WHAT IS EXPECTED:
Put the lines below, from the one containing "If you would" through the end of the rows, into a Markdown table with the columns No. and Text. Number each line and leave out any blank lines.

Pointing rows:
++++++
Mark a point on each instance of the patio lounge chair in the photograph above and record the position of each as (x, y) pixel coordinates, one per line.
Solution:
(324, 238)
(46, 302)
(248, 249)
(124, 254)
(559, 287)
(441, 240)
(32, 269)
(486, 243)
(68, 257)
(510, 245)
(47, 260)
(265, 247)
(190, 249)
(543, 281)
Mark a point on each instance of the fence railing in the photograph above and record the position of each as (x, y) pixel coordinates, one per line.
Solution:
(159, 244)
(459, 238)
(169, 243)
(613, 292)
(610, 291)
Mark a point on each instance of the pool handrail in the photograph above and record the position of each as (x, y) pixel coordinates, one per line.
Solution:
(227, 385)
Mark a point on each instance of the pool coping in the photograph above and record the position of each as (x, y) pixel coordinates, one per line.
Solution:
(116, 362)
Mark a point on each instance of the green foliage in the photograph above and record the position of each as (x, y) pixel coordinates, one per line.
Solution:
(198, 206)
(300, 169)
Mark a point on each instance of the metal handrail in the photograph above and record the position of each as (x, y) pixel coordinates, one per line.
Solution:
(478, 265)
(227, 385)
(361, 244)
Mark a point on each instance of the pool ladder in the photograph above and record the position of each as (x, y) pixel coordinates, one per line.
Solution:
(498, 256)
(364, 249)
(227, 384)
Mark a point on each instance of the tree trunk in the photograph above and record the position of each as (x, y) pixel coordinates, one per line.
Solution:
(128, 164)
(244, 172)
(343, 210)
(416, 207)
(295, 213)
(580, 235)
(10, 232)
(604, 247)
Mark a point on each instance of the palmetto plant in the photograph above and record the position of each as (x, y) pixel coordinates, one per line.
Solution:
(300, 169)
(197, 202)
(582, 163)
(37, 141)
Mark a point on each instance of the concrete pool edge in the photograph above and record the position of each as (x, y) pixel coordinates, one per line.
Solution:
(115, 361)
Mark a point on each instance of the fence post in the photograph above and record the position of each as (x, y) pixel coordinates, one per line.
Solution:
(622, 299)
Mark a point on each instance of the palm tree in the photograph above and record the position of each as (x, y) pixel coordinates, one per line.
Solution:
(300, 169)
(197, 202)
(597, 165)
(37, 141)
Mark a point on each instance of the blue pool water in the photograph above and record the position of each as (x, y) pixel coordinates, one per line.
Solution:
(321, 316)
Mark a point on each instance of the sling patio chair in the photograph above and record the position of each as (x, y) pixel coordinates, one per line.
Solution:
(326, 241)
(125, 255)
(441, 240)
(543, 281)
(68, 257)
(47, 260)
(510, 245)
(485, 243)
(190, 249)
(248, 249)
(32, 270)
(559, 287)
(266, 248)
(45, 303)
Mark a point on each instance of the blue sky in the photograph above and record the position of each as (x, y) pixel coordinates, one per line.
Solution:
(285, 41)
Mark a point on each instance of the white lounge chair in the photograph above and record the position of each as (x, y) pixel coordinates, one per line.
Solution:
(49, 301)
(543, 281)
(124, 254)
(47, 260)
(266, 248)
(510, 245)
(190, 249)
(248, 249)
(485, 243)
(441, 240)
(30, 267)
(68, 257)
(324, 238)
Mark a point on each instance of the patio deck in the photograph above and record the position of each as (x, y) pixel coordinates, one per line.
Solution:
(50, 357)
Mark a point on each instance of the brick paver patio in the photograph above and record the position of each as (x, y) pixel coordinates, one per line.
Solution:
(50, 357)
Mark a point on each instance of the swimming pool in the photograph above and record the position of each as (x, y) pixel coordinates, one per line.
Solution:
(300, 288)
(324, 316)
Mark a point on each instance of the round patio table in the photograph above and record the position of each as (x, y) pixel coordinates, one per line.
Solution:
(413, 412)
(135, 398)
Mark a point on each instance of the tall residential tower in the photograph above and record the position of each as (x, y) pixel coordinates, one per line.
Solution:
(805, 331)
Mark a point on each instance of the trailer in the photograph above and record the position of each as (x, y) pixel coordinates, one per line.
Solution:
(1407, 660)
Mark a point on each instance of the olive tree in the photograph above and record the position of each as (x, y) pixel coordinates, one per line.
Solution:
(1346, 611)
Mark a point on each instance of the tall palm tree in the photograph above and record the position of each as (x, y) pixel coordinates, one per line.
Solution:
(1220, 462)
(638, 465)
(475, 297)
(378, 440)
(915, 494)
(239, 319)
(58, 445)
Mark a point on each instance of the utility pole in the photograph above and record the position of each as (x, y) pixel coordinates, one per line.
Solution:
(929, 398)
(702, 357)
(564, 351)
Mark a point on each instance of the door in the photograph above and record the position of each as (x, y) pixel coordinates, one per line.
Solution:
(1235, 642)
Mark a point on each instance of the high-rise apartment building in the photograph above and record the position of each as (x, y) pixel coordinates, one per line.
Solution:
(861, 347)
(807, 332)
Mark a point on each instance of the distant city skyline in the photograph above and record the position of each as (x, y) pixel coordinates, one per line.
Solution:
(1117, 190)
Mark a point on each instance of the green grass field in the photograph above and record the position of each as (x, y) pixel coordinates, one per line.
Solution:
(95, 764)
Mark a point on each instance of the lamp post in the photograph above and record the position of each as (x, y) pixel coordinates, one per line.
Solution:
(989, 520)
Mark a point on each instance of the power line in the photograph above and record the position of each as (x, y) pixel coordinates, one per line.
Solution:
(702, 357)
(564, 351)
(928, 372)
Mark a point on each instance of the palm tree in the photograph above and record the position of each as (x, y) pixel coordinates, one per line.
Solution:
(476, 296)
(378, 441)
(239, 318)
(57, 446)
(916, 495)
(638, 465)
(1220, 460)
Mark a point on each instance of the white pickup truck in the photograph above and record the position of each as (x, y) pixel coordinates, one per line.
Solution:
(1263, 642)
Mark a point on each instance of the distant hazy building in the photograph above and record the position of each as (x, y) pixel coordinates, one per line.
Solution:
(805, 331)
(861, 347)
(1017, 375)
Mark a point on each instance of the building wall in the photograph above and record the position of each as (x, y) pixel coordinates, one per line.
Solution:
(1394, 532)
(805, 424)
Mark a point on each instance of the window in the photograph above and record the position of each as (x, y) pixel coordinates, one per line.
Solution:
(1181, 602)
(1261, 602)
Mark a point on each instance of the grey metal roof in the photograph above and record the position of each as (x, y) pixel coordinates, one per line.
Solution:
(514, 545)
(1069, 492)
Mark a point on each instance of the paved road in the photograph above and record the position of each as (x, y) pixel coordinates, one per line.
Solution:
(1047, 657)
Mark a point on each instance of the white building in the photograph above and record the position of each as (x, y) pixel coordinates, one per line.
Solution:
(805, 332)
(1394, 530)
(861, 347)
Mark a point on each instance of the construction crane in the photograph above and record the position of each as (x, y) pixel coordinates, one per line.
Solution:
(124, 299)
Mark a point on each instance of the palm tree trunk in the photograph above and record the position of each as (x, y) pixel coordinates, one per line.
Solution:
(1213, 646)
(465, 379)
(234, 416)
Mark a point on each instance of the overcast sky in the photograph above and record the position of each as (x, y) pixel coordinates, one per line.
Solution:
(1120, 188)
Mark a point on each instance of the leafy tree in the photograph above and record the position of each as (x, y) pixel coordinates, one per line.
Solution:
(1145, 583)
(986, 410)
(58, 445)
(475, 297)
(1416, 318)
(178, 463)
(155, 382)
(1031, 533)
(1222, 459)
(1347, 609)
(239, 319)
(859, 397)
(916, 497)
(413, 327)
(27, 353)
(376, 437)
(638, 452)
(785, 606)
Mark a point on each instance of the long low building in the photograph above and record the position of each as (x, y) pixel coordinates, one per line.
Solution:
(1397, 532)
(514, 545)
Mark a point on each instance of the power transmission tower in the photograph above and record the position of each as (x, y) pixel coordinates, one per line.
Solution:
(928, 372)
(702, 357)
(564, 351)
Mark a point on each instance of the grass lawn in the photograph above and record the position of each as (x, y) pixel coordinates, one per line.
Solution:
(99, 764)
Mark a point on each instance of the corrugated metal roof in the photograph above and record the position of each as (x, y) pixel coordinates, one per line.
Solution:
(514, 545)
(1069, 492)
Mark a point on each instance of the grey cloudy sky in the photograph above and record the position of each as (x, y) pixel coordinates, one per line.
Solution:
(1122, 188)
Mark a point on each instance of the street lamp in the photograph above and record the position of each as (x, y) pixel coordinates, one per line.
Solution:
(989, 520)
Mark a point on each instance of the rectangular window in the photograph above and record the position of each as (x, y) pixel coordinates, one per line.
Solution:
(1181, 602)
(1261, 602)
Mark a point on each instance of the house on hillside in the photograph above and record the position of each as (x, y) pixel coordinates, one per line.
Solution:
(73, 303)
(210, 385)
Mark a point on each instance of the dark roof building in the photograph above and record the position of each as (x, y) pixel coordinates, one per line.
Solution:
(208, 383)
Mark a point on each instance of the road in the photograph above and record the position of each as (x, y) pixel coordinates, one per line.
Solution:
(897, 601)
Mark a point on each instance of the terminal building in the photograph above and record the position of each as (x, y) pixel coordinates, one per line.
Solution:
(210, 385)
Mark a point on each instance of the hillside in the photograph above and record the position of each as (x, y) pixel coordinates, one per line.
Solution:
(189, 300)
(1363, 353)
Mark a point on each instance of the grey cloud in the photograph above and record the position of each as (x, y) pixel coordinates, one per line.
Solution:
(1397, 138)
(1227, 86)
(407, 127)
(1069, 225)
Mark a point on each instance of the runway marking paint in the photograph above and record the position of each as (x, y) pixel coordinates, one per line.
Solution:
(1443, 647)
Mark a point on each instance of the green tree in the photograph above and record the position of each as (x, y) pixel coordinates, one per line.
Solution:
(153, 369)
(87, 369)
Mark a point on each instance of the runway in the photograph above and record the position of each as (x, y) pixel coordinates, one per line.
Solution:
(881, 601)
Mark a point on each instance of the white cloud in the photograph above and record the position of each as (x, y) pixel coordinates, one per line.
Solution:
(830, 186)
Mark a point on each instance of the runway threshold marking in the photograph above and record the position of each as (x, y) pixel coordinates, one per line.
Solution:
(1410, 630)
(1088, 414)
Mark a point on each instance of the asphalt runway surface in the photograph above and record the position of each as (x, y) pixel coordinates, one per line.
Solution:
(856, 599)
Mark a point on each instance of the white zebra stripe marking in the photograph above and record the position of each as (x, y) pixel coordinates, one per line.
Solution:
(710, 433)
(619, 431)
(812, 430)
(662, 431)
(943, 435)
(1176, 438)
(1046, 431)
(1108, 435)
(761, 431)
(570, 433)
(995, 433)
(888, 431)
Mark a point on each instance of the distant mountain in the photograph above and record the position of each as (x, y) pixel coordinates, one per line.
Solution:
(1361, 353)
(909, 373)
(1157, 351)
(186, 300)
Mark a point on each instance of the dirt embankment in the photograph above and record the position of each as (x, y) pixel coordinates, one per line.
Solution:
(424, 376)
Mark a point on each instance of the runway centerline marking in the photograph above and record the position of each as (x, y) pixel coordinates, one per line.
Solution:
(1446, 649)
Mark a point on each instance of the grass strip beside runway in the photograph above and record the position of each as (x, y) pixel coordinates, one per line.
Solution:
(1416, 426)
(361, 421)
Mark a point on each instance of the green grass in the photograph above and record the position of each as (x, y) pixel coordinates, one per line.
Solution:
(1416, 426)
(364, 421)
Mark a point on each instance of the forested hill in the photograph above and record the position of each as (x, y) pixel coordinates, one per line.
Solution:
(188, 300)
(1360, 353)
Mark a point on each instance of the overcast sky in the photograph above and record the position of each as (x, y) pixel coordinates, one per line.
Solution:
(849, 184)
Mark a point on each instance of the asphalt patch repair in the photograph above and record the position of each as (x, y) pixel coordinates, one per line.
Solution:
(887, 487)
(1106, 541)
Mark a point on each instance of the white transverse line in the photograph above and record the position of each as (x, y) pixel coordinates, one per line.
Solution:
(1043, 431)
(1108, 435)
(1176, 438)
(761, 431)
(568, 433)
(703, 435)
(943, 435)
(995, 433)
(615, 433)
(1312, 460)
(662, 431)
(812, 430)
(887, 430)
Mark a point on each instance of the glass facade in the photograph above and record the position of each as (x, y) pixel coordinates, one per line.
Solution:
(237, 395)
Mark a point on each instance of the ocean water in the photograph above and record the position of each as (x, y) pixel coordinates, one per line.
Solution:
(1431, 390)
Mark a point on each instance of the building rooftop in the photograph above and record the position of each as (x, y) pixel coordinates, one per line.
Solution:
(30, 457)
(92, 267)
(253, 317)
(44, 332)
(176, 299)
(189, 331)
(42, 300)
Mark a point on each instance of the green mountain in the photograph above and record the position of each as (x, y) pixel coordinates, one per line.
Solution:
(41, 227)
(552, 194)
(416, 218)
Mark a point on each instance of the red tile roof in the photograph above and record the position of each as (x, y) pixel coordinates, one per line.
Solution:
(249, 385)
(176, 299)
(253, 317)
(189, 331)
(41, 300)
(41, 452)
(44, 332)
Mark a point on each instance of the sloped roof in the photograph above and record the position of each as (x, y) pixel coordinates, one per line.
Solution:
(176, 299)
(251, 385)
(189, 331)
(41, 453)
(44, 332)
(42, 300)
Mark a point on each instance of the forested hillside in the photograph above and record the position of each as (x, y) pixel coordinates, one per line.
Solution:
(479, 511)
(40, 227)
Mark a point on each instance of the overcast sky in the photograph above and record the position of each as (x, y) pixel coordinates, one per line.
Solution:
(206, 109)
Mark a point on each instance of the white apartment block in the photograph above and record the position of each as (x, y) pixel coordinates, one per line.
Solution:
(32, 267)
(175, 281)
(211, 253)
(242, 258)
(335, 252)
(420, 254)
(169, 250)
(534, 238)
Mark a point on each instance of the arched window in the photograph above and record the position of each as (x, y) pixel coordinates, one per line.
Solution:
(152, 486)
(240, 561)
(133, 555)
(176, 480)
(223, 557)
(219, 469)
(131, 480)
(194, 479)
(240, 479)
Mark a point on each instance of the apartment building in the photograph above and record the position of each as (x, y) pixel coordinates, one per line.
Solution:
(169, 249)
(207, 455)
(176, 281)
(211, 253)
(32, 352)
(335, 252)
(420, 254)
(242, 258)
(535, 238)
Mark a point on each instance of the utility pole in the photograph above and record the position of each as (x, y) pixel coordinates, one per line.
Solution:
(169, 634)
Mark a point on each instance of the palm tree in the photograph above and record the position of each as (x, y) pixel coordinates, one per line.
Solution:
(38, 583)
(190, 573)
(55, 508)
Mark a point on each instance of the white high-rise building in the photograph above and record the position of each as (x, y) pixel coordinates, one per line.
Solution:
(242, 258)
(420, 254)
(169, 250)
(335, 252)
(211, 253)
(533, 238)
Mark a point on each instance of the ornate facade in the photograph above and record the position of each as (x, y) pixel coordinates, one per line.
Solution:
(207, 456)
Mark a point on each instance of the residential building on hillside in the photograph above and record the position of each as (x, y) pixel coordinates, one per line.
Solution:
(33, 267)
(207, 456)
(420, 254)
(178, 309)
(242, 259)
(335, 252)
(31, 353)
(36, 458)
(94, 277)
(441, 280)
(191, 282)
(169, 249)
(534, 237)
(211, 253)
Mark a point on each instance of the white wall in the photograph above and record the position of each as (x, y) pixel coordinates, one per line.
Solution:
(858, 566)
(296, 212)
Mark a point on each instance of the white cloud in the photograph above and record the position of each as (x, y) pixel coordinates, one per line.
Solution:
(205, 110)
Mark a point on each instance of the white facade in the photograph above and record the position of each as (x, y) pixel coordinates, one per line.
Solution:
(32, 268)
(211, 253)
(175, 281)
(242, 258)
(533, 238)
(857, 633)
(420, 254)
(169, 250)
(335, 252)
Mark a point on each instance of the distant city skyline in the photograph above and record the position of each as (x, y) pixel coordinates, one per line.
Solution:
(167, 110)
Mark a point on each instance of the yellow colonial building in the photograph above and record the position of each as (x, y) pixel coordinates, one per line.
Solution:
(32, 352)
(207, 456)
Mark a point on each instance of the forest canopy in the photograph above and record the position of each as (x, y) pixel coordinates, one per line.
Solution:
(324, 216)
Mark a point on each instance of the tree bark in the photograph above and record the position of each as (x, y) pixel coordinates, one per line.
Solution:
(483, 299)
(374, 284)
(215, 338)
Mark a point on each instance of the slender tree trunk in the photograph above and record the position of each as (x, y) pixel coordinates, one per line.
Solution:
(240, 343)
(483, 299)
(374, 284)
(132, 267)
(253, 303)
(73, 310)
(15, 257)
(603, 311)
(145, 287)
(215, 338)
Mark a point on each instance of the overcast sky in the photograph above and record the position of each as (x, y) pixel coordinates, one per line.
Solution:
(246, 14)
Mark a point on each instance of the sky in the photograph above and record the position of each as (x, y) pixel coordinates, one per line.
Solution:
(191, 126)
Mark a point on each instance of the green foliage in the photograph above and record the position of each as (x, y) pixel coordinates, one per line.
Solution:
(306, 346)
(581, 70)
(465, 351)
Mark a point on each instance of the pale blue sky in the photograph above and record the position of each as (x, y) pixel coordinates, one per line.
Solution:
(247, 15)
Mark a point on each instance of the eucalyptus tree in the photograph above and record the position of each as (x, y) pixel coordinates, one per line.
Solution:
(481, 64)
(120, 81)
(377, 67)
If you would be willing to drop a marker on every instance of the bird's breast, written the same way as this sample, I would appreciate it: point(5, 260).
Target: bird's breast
++++++
TASK SOLUTION:
| No. | Text |
|---|---|
| 1 | If you would be willing to drop a marker on every instance of the bird's breast, written the same way as this sample, I would appreciate it: point(5, 260). |
| 2 | Target: bird's breast |